Entries on locating named things
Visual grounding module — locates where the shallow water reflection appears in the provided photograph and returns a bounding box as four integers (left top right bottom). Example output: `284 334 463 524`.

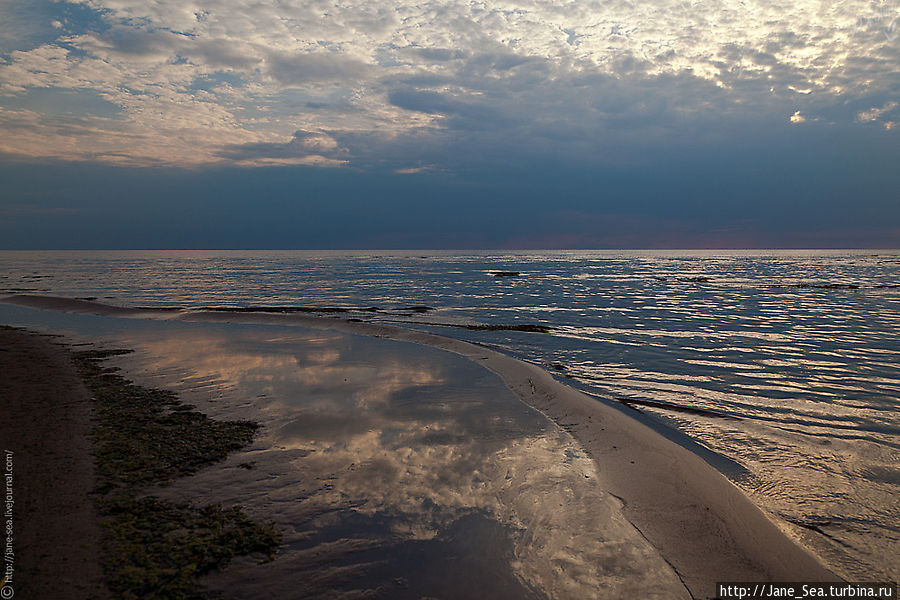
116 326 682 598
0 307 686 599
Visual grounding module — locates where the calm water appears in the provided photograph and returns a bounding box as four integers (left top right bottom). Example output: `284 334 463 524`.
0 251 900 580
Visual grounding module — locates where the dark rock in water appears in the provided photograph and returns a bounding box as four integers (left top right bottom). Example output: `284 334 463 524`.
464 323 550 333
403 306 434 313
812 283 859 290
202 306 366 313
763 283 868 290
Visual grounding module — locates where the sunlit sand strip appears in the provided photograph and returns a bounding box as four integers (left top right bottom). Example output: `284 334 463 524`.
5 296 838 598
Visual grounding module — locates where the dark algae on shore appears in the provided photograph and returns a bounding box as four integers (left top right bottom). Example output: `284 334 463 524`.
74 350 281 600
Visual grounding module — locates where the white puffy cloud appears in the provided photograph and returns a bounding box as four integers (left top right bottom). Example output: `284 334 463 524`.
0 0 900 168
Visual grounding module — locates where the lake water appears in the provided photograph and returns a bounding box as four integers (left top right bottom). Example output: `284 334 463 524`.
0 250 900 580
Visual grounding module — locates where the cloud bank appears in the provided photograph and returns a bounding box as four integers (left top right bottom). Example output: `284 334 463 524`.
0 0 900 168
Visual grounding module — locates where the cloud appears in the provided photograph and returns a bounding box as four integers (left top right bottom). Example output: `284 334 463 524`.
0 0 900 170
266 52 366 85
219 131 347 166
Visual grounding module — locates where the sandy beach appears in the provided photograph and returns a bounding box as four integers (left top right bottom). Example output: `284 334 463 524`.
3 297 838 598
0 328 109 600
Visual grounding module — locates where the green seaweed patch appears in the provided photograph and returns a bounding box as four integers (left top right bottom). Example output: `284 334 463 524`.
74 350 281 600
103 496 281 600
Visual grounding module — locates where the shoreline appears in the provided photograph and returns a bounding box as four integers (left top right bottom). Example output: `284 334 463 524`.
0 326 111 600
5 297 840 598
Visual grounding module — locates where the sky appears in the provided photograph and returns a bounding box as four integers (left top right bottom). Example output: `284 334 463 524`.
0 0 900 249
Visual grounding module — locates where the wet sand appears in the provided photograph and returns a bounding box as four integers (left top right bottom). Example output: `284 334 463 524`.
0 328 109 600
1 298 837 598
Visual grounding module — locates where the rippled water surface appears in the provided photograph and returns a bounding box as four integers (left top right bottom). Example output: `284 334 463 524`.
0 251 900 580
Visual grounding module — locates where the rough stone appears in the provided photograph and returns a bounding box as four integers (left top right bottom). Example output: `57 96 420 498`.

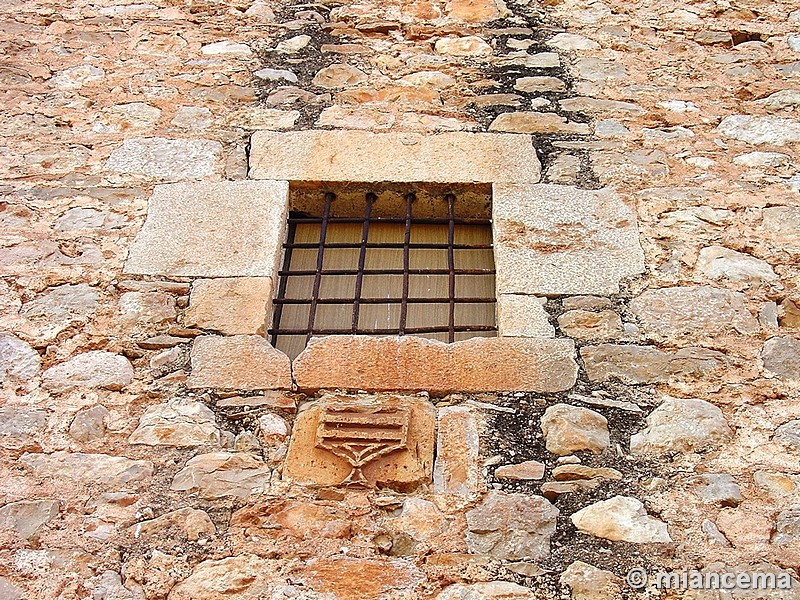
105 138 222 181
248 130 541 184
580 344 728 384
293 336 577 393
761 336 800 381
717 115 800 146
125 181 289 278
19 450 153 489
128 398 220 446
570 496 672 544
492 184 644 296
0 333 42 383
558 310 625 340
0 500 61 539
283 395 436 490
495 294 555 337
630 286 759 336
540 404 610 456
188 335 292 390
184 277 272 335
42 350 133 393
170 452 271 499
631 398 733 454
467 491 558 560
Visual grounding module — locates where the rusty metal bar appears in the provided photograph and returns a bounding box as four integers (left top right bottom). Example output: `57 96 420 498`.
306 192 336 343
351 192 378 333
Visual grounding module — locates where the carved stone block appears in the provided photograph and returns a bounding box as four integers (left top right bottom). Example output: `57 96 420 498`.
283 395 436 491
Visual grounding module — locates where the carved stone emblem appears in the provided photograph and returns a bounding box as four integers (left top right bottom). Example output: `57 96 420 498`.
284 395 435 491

--- What is expected ---
Rewrite the lines from the start through the line containing "0 307 686 599", requests included, leaving the requests and their sample output unchanged and the pictures out. Multiply every bounding-box coordinate in the answers by 2.1 and round each to a whole number, with halves rounded up.

--- Answer below ---
Visual grounding module — locates where the shallow water reflection appears in the provided photograph and returns a bounding box as four integers (left top right bottom). Example output: `284 334 463 524`.

244 685 1432 1256
0 645 1441 1258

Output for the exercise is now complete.